[Start of Attachment]

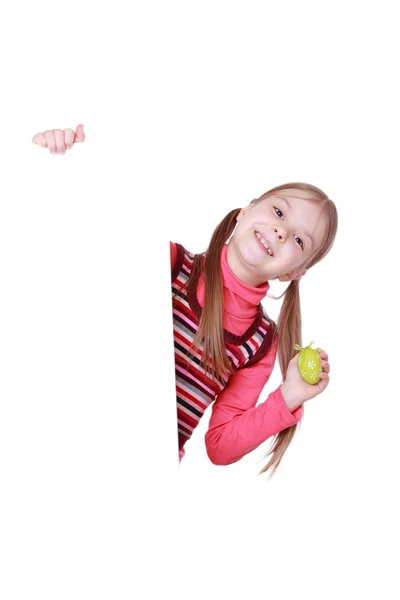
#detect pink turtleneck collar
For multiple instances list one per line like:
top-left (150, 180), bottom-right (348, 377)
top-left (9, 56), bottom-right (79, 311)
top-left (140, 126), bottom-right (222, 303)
top-left (197, 244), bottom-right (270, 324)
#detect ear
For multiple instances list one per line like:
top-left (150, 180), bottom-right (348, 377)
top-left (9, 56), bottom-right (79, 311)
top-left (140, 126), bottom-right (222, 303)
top-left (236, 203), bottom-right (253, 222)
top-left (278, 268), bottom-right (307, 283)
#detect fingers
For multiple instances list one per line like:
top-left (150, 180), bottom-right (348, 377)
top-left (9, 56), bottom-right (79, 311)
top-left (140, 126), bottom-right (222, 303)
top-left (43, 130), bottom-right (57, 154)
top-left (317, 348), bottom-right (330, 375)
top-left (321, 360), bottom-right (330, 374)
top-left (317, 372), bottom-right (330, 392)
top-left (31, 132), bottom-right (47, 147)
top-left (54, 129), bottom-right (66, 155)
top-left (32, 124), bottom-right (85, 154)
top-left (64, 128), bottom-right (75, 150)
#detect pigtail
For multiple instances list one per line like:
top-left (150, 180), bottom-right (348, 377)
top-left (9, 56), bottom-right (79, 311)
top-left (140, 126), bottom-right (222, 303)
top-left (190, 208), bottom-right (240, 380)
top-left (277, 280), bottom-right (302, 376)
top-left (260, 280), bottom-right (302, 475)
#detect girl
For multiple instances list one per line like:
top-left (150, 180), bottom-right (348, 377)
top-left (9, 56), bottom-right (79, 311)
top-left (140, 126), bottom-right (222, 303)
top-left (172, 183), bottom-right (338, 474)
top-left (32, 127), bottom-right (338, 475)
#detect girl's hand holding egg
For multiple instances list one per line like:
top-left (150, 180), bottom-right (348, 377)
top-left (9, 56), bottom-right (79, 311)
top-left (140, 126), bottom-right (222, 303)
top-left (280, 342), bottom-right (330, 412)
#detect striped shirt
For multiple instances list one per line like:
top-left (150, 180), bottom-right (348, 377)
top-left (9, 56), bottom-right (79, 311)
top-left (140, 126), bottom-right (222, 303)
top-left (171, 243), bottom-right (276, 455)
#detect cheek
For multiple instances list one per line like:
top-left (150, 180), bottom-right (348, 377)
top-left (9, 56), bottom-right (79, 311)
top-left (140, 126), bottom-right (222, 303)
top-left (284, 243), bottom-right (298, 259)
top-left (285, 246), bottom-right (304, 268)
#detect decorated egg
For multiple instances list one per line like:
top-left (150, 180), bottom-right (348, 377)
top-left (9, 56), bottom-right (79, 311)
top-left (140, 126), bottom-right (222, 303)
top-left (294, 341), bottom-right (322, 385)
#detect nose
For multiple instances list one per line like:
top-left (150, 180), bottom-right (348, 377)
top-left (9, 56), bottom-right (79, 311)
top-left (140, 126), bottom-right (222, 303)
top-left (274, 225), bottom-right (287, 242)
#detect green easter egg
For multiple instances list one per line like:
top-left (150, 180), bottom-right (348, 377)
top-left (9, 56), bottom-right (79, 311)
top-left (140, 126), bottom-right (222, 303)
top-left (293, 341), bottom-right (322, 385)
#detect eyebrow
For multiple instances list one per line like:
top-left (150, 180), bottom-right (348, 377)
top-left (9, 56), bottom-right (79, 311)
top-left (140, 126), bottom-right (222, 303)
top-left (275, 195), bottom-right (315, 249)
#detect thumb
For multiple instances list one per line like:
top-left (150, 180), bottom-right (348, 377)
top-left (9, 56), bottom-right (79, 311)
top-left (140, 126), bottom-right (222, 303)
top-left (74, 124), bottom-right (86, 143)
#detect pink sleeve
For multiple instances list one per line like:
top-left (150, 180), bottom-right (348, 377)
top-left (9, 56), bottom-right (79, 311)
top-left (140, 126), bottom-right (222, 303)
top-left (205, 336), bottom-right (303, 465)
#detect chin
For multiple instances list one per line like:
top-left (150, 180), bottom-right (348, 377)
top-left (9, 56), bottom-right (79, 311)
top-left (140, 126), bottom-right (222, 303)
top-left (240, 241), bottom-right (265, 261)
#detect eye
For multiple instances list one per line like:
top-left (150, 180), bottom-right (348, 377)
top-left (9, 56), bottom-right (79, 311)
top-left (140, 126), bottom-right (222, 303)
top-left (273, 206), bottom-right (283, 218)
top-left (294, 236), bottom-right (304, 249)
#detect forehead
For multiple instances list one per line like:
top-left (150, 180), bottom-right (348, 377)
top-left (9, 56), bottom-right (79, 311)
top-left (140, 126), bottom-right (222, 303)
top-left (269, 187), bottom-right (319, 204)
top-left (264, 189), bottom-right (324, 218)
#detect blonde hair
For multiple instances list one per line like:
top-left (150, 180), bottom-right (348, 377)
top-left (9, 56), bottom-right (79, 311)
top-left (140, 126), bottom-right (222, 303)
top-left (189, 183), bottom-right (338, 474)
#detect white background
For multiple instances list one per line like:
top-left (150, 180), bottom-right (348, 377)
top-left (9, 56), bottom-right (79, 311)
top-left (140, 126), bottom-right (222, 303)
top-left (1, 1), bottom-right (399, 598)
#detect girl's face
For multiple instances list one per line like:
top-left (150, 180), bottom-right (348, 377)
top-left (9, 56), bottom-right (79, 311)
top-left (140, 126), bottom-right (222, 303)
top-left (227, 189), bottom-right (328, 286)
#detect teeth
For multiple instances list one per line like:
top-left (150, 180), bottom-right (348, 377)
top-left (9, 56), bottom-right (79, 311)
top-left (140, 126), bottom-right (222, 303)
top-left (255, 232), bottom-right (273, 256)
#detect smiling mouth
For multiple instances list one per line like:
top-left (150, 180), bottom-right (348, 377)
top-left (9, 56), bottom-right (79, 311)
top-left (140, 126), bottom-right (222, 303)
top-left (255, 231), bottom-right (274, 256)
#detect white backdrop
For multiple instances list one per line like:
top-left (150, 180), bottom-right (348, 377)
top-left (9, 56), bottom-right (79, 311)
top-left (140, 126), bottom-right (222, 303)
top-left (1, 1), bottom-right (399, 598)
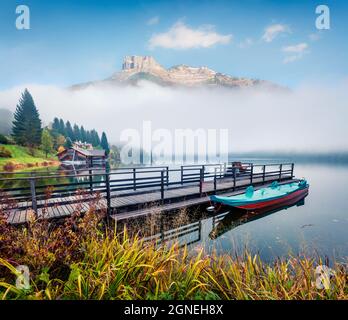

[End of Attachment]

Problem description
Would you print the whole listing exactly, omitting the pictures?

Written solution
#detect pink turtleneck collar
For multiple instances list one per line like:
top-left (150, 180), bottom-right (348, 377)
top-left (9, 56), bottom-right (79, 311)
top-left (140, 126), bottom-right (222, 303)
top-left (197, 244), bottom-right (270, 324)
#detect ear
For multiple instances list one per line like:
top-left (150, 180), bottom-right (348, 377)
top-left (9, 56), bottom-right (79, 311)
top-left (140, 126), bottom-right (222, 303)
top-left (236, 203), bottom-right (253, 222)
top-left (278, 268), bottom-right (307, 283)
#detect fingers
For multiple instances list one per line like:
top-left (150, 180), bottom-right (348, 377)
top-left (9, 56), bottom-right (79, 311)
top-left (140, 126), bottom-right (222, 303)
top-left (43, 130), bottom-right (57, 154)
top-left (317, 348), bottom-right (330, 375)
top-left (321, 360), bottom-right (330, 374)
top-left (317, 372), bottom-right (330, 392)
top-left (31, 132), bottom-right (47, 147)
top-left (54, 129), bottom-right (66, 155)
top-left (32, 124), bottom-right (85, 154)
top-left (64, 128), bottom-right (75, 150)
#detect pigtail
For multiple instances list one per line like:
top-left (150, 180), bottom-right (348, 377)
top-left (9, 56), bottom-right (79, 311)
top-left (140, 126), bottom-right (222, 303)
top-left (190, 208), bottom-right (240, 380)
top-left (277, 280), bottom-right (302, 376)
top-left (260, 280), bottom-right (302, 475)
#detect girl
For multiple instances list one per line like:
top-left (150, 180), bottom-right (348, 377)
top-left (9, 56), bottom-right (79, 311)
top-left (140, 126), bottom-right (222, 303)
top-left (172, 183), bottom-right (338, 474)
top-left (32, 127), bottom-right (338, 475)
#detect girl's hand holding egg
For multiple instances list one per line like:
top-left (150, 180), bottom-right (348, 377)
top-left (9, 56), bottom-right (79, 311)
top-left (140, 126), bottom-right (222, 303)
top-left (280, 342), bottom-right (330, 412)
#detect striped shirt
For multiple instances list one per line like:
top-left (150, 180), bottom-right (348, 377)
top-left (9, 56), bottom-right (79, 311)
top-left (140, 126), bottom-right (222, 303)
top-left (171, 243), bottom-right (276, 455)
#detect cheek
For multiple instances list one per line like:
top-left (150, 180), bottom-right (348, 377)
top-left (9, 56), bottom-right (79, 311)
top-left (140, 126), bottom-right (222, 303)
top-left (284, 243), bottom-right (298, 259)
top-left (285, 246), bottom-right (304, 268)
#detect decorated egg
For multiple instances list one per line like:
top-left (150, 180), bottom-right (348, 377)
top-left (9, 56), bottom-right (79, 311)
top-left (140, 126), bottom-right (222, 303)
top-left (294, 341), bottom-right (322, 385)
#detect nose
For multiple instances list one per line like:
top-left (150, 180), bottom-right (348, 377)
top-left (9, 56), bottom-right (79, 311)
top-left (140, 126), bottom-right (222, 303)
top-left (274, 225), bottom-right (287, 242)
#detect green easter egg
For multiple instances list one per line like:
top-left (150, 180), bottom-right (348, 377)
top-left (9, 56), bottom-right (79, 311)
top-left (140, 126), bottom-right (222, 303)
top-left (293, 341), bottom-right (322, 385)
#detect eyebrow
For multiple instances list one per line like:
top-left (150, 180), bottom-right (348, 377)
top-left (9, 56), bottom-right (79, 311)
top-left (140, 126), bottom-right (222, 303)
top-left (275, 195), bottom-right (315, 249)
#detect thumb
For multiple instances list one per line like:
top-left (150, 180), bottom-right (348, 377)
top-left (9, 56), bottom-right (79, 311)
top-left (140, 126), bottom-right (222, 303)
top-left (74, 124), bottom-right (86, 143)
#detect pink sleeve
For multiple instances list one per line like:
top-left (150, 180), bottom-right (348, 377)
top-left (9, 56), bottom-right (79, 311)
top-left (140, 126), bottom-right (222, 303)
top-left (205, 336), bottom-right (303, 465)
#detect chin
For multiple instances list one per line like:
top-left (150, 180), bottom-right (348, 377)
top-left (9, 56), bottom-right (79, 311)
top-left (140, 126), bottom-right (222, 303)
top-left (240, 241), bottom-right (265, 261)
#detect eye
For multiple instances list one per line like:
top-left (150, 180), bottom-right (348, 377)
top-left (9, 56), bottom-right (79, 311)
top-left (140, 126), bottom-right (222, 303)
top-left (273, 206), bottom-right (283, 218)
top-left (294, 236), bottom-right (304, 249)
#detect forehead
For multiple instances list one per line like:
top-left (150, 180), bottom-right (348, 377)
top-left (9, 56), bottom-right (79, 311)
top-left (140, 126), bottom-right (222, 303)
top-left (269, 187), bottom-right (319, 204)
top-left (264, 189), bottom-right (324, 218)
#detect blonde hair
For multiple instances list one per line like:
top-left (150, 180), bottom-right (348, 377)
top-left (9, 56), bottom-right (79, 311)
top-left (140, 126), bottom-right (222, 303)
top-left (189, 183), bottom-right (338, 474)
#detect white background
For multiple instances list one per line like:
top-left (150, 180), bottom-right (348, 377)
top-left (9, 56), bottom-right (79, 311)
top-left (140, 126), bottom-right (222, 303)
top-left (1, 1), bottom-right (399, 598)
#detect girl's face
For multiple instances list one per line like:
top-left (150, 180), bottom-right (348, 377)
top-left (9, 56), bottom-right (79, 311)
top-left (140, 126), bottom-right (222, 303)
top-left (227, 189), bottom-right (328, 286)
#detect teeth
For multiple instances list one per line like:
top-left (150, 180), bottom-right (348, 377)
top-left (9, 56), bottom-right (79, 311)
top-left (140, 126), bottom-right (222, 303)
top-left (255, 232), bottom-right (273, 256)
#detect smiling mouth
For multiple instances list one per line like:
top-left (150, 180), bottom-right (348, 377)
top-left (9, 56), bottom-right (79, 311)
top-left (140, 126), bottom-right (222, 303)
top-left (255, 231), bottom-right (274, 256)
#detect white backdrop
For multiple instances list one per line like:
top-left (150, 180), bottom-right (348, 377)
top-left (9, 56), bottom-right (79, 311)
top-left (140, 126), bottom-right (222, 303)
top-left (1, 1), bottom-right (399, 598)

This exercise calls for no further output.